Labeled-object pointing entries:
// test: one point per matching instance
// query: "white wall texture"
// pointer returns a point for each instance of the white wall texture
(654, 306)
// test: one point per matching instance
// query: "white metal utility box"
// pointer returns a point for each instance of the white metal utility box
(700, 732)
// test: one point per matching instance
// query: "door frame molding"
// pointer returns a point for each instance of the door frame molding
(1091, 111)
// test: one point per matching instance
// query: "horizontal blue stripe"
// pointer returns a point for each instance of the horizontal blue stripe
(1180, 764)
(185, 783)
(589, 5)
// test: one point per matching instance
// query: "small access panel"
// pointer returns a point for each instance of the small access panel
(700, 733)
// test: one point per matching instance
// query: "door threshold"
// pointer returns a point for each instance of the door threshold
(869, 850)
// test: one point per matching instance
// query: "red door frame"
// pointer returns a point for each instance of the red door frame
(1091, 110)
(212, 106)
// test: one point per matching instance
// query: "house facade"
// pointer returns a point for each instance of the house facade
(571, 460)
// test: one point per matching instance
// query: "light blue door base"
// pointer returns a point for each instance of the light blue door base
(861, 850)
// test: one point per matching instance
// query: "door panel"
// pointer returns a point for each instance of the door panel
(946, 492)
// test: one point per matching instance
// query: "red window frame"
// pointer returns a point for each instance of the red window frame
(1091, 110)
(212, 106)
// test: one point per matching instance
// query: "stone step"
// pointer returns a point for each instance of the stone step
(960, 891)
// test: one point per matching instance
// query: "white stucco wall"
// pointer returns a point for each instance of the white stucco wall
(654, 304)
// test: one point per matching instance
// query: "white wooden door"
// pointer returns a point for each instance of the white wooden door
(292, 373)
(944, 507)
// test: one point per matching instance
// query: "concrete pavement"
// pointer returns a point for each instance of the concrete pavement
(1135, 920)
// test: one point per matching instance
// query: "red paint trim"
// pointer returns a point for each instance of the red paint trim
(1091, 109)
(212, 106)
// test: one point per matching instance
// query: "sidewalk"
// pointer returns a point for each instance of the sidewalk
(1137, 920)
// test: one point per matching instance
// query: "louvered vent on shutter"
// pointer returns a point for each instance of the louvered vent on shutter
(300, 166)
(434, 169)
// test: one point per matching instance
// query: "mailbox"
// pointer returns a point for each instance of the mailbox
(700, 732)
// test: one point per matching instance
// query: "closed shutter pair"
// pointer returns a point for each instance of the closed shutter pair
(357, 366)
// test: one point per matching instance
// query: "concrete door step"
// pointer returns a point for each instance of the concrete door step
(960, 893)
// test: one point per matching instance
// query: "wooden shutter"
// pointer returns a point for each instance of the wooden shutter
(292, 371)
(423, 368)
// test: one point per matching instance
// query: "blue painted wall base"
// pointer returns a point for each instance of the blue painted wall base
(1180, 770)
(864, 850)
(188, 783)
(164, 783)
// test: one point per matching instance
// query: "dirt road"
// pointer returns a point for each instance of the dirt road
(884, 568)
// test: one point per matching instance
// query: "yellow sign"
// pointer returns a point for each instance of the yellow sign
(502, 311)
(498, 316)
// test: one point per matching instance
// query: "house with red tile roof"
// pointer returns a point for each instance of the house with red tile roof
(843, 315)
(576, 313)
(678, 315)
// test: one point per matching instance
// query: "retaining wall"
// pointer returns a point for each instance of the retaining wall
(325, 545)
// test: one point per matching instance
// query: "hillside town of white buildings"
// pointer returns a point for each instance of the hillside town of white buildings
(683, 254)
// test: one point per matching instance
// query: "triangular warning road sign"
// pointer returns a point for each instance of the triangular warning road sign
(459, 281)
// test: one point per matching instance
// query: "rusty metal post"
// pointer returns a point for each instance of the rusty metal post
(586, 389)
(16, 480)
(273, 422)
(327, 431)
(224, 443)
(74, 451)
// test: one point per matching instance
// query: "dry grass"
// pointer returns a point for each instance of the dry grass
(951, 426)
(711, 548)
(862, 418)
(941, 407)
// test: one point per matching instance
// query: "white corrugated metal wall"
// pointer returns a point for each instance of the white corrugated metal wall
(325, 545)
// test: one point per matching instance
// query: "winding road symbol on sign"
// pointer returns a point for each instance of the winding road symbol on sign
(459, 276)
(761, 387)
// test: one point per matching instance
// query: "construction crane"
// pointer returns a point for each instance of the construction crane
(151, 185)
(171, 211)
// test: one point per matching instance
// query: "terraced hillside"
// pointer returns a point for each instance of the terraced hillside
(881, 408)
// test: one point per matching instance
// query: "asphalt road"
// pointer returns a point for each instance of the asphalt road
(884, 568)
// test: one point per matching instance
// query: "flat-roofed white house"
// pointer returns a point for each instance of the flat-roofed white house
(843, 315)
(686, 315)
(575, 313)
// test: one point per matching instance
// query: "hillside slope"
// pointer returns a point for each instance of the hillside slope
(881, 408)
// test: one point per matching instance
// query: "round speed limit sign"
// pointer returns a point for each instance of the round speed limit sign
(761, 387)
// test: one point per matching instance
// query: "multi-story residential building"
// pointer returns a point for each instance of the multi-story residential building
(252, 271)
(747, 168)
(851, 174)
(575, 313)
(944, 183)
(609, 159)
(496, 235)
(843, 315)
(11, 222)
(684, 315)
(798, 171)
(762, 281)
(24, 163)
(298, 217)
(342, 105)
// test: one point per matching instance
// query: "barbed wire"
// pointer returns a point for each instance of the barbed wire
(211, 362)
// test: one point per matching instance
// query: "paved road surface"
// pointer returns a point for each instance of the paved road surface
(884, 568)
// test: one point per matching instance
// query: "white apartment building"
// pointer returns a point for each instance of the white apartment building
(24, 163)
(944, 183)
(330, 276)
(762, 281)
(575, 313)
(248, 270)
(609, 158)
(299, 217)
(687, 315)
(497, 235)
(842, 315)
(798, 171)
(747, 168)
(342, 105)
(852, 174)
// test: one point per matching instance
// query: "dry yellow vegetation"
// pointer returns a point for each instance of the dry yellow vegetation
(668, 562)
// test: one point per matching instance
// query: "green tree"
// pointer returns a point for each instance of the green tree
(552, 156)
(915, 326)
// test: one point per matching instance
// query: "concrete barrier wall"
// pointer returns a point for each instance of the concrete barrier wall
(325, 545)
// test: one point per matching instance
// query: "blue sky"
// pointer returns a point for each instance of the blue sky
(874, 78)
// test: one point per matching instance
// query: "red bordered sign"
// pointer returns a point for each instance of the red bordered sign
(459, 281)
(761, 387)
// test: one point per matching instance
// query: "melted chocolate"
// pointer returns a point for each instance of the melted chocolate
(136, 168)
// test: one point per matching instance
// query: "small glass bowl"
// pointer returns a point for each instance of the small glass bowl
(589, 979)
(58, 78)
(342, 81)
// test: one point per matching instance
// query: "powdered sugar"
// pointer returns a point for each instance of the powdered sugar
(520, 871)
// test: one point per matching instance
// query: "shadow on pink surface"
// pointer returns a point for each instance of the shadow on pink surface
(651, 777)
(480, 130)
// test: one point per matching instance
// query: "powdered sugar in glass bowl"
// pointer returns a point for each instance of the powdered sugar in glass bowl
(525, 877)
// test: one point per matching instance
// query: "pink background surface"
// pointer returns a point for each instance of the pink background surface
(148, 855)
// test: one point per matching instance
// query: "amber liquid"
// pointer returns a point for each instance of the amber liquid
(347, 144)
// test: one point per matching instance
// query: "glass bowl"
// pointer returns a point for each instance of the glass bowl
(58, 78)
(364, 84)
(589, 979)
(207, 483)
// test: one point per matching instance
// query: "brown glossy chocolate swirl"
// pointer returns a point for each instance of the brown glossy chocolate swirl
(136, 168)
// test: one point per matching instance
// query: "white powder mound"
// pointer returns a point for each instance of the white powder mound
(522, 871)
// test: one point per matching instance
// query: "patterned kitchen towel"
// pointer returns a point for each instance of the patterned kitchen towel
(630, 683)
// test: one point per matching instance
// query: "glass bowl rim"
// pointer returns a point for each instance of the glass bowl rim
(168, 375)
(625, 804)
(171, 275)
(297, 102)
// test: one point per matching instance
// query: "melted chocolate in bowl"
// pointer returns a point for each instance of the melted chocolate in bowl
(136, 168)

§ **EXERCISE DIRECTIONS**
List each line above that contains the string "town", copying every such line in full. The match is case-sensitive.

§ **OUTPUT FOR THIS EXERCISE**
// query: "hillside town of white buildings"
// pointer returns a point for each instance of the hillside town of white buildings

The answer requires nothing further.